From Bacon's Novum Organum (1620) — the "new instrument" that codified the scientific method.
Automated ML Research with Mechanical Constraint Enforcement and Structured Iteration
A Claude Code extension that runs the full research pipeline — literature survey, SOTA discovery, hypothesis generation, experiment execution, and paper draft writing — with code-level guards designed to prevent result fabrication.
A single /research command ran autonomously for 30 hours — literature survey, hypothesis generation, experiment execution, and paper draft writing — with no human intervention.
| Metric | Value |
|---|---|
| Duration | 30 hours (1 day 6 hours) |
| GPU used | 14.3h of 40h budget |
| Hypotheses tested | 10 (7 failed, 3 competed, 1 champion) |
| Iteration cycles | 4 (automatic regression + constraint accumulation) |
The draft and results are preliminary and have not been independently validated; please treat them as a starting point and verify with your own runs.
System dependencies (Ubuntu/Debian):
sudo apt install -y poppler-utils git-lfs curl wget
curl -LsSf https://astral.sh/uv/install.sh | shgit clone https://github.com/euanai/novum.git
cd novum
bash scripts/install.shThis installs hooks, agents, commands, skills, and rules into ~/.claude/.
Requirements: Claude Code CLI (Opus 4.6 recommended, Max 20x plan for long runs), Python 3.10+, Node.js 18+, NVIDIA GPU 8GB+ VRAM, pdftotext (from poppler-utils).
Warning
Fully autonomous runs require Claude Code's --dangerously-skip-permissions flag, which bypasses all tool approval prompts. The agent can execute arbitrary commands and modify files without confirmation. Use at your own risk.
# Scout: find low-cost opportunities from a conference
/research --scout "CVPR 2025" --budget=8h
# Full pipeline: literature → experiments → paper draft
/research "efficient visual language model inference"
# Survey only (Phase 1-3.5, no experiments)
/research "parameter-efficient fine-tuning" --depth=survey
# Resume interrupted run
/research --resume
# Check progress
/research --statusAI research agents fabricate results. MLR-Bench (2025) found that AI agents fabricate ~80% of experimental results. Existing tools rely on prompt-level instructions ("please don't fabricate") which LLMs often ignore under pressure — especially after consecutive failures.

Point-per-instance localization data:
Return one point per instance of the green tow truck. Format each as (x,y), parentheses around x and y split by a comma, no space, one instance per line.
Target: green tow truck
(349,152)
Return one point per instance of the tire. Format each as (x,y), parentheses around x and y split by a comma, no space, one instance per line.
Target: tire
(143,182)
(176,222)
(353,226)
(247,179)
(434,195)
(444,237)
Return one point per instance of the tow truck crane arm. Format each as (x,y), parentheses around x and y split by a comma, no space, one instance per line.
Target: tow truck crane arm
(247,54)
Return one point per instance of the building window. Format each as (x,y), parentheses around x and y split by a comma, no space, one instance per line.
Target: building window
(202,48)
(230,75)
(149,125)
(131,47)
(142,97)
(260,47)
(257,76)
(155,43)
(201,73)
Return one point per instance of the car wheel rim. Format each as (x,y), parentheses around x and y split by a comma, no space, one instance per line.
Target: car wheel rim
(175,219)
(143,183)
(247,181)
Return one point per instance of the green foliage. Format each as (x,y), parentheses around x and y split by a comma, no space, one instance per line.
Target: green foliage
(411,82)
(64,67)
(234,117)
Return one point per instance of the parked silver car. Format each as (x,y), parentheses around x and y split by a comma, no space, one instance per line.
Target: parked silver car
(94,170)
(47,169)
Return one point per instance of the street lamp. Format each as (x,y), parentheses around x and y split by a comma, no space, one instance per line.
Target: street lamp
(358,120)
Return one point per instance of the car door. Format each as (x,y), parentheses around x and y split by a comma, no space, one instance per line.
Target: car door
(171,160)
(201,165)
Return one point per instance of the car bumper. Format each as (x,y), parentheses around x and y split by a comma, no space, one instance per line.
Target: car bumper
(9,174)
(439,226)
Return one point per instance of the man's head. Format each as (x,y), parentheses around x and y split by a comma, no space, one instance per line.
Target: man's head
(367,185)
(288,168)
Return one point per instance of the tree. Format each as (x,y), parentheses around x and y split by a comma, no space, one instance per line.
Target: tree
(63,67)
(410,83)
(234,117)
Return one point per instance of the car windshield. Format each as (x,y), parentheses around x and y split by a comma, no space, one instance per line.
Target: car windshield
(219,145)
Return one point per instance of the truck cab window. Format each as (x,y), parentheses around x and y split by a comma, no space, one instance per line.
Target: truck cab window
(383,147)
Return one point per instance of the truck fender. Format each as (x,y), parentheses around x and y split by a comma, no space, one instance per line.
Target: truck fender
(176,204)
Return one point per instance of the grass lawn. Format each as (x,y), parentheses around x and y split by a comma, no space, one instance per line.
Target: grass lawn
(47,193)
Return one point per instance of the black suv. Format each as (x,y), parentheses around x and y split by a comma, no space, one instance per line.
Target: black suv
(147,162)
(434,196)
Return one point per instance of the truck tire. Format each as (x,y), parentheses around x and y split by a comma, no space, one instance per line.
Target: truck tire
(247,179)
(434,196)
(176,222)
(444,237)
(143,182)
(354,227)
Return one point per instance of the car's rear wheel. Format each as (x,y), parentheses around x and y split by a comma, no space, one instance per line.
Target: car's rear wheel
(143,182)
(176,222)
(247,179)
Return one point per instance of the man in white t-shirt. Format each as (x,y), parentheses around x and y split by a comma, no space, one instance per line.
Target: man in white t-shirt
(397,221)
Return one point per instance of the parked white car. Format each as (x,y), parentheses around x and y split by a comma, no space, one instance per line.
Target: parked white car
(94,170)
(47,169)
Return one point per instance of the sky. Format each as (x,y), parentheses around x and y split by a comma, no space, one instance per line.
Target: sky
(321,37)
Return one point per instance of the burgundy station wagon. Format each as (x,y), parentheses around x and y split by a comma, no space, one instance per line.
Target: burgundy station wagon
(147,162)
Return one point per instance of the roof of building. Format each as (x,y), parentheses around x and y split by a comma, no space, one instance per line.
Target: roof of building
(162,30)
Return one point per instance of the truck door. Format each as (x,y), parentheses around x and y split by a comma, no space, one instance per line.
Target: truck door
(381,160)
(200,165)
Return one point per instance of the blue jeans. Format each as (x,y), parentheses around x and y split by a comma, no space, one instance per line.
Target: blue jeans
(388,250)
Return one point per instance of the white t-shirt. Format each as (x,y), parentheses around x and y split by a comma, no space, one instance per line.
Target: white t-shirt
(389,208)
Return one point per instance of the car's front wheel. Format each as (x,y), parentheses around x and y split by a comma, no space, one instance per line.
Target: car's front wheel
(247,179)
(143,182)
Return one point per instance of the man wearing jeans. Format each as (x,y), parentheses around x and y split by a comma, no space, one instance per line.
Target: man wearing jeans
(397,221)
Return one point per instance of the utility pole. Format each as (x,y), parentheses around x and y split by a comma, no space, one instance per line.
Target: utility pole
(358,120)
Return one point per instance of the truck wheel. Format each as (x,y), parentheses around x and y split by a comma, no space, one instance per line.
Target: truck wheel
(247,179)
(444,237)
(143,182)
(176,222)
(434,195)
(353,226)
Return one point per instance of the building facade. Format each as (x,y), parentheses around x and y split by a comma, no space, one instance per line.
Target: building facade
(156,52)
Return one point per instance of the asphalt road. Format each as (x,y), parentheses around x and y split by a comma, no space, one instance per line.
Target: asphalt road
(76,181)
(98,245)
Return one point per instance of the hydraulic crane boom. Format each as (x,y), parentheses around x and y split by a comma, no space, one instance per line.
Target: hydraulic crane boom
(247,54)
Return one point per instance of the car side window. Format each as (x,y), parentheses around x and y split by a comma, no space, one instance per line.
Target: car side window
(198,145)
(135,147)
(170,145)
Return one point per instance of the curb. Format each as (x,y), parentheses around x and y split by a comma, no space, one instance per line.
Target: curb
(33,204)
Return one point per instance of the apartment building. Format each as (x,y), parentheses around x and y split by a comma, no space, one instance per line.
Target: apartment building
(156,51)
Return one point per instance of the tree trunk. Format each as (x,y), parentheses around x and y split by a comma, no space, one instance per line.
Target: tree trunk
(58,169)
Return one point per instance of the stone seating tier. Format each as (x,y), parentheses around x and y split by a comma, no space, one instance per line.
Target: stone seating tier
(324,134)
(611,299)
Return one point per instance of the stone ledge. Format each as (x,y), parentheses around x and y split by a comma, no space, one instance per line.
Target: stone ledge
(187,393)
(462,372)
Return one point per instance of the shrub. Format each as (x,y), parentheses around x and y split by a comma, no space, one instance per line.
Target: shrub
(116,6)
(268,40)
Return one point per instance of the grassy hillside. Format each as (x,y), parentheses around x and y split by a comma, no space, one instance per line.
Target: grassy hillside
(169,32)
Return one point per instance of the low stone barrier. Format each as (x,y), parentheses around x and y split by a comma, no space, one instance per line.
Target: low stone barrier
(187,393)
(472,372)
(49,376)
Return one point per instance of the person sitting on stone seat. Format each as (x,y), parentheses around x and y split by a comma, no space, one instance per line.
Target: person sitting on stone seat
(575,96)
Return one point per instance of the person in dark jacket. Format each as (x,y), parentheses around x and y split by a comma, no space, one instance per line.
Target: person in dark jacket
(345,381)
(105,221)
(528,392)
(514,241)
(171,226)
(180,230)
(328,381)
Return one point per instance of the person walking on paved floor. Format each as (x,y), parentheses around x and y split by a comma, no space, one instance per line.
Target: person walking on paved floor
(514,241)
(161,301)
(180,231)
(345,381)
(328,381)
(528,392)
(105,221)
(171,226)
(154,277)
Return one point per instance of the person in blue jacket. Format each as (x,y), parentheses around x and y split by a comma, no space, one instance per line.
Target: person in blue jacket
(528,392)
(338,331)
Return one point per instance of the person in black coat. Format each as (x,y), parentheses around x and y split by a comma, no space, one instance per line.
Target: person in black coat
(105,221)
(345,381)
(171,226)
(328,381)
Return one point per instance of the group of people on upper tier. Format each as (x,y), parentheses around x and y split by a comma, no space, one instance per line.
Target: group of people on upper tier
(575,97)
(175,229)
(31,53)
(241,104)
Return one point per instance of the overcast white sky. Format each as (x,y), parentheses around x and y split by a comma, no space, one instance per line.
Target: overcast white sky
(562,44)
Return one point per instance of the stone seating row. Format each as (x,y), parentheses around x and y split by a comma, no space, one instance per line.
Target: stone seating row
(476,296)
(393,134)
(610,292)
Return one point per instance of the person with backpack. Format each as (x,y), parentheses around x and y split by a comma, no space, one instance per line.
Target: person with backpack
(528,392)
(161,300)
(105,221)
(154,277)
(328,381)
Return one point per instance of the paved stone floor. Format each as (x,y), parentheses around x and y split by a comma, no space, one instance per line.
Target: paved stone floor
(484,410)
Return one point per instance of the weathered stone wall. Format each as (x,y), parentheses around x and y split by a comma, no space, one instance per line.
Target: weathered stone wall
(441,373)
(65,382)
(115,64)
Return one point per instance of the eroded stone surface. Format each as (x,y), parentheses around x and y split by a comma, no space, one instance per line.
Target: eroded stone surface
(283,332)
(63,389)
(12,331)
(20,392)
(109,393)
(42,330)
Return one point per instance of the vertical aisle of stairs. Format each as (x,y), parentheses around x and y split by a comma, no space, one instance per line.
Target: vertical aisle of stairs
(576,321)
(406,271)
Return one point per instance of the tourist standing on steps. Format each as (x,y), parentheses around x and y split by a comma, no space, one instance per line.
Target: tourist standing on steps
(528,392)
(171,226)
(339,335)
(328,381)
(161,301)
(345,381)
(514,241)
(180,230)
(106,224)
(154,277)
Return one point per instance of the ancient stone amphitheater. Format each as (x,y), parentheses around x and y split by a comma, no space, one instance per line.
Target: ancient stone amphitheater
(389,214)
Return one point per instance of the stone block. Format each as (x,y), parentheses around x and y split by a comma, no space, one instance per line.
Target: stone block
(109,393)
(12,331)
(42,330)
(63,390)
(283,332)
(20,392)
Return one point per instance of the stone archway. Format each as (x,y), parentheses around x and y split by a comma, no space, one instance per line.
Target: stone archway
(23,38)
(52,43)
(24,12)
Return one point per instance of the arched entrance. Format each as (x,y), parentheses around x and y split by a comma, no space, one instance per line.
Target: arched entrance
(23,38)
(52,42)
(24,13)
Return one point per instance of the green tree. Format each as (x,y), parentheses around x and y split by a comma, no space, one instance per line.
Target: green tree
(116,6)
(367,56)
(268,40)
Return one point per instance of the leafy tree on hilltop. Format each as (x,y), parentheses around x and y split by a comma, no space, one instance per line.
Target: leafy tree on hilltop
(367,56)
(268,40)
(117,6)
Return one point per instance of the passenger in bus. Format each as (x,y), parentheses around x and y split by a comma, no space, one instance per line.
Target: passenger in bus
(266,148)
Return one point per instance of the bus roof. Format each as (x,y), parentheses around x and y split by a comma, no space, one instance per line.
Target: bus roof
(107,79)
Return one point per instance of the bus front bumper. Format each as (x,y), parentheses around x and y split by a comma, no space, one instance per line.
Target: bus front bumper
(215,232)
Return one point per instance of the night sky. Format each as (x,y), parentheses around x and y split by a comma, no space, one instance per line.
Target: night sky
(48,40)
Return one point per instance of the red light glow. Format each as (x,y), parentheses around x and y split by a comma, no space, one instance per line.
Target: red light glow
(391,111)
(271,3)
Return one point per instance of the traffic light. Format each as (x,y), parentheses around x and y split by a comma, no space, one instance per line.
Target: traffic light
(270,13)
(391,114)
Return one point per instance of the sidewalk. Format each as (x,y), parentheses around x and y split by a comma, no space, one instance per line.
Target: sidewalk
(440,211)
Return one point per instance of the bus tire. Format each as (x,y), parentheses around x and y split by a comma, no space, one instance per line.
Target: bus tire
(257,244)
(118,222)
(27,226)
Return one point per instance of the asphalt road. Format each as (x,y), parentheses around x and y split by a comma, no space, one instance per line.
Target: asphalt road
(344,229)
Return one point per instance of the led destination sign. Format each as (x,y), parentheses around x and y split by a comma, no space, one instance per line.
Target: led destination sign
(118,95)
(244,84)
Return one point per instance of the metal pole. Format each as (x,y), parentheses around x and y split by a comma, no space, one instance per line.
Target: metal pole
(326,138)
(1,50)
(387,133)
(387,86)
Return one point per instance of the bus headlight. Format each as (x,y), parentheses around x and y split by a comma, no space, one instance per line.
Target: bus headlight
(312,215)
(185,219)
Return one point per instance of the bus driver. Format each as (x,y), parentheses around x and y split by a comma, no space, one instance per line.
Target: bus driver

SET OF TASKS:
• a. In the page about the Novum research tool, rewrite the paragraph that begins "Fully autonomous runs require" as a short bulleted list that keeps its main facts.
• b. Continue the page about the Novum research tool, starting after its last sentence.

ANSWERS BELOW:
• a.
- Fully autonomous runs need Claude Code's --dangerously-skip-permissions flag.
- The flag bypasses all tool approval prompts.
- The agent can then execute arbitrary commands and modify files without confirmation.
- Use is at your own risk.

• b.
Novum enforces constraints mechanically:
| Layer | Reliability | How it works |
|---|---|---|
| Hook (mechanical) | Deterministic | PreToolUse hook denies the tool call before execution |
| Prompt (instructional) | Variable | "Never fabricate results" in agent prompt |
| LLM (behavioral) | Low | Hope the model complies on its own |
If a constraint matters, enforce it with a hook — not a prompt.
- Anti-Fabrication Guard — Blocks Write/Edit to protected results files at the API level before execution.
- Phase Gate Guard — Prevents phase advancement unless prerequisites exist and pass quality thresholds.
- Hypothesis Tournament — Tests multiple ideas via Successive Halving (15%→30%→55% budget), not just the first one.
- Automatic Iteration — 3-level failure loops with 5-Whys diagnosis. Constraints accumulate across cycles.
- Conference Scanner — Scan conference proceedings, keyword-filter candidates, PDF-analyze top opportunities.
- Cross-Project Knowledge Base — Learned constraints persist across projects to reduce repeated failures.
- Independent Audit — Post-run reviewer scores the draft and can trigger automatic regression if below venue threshold.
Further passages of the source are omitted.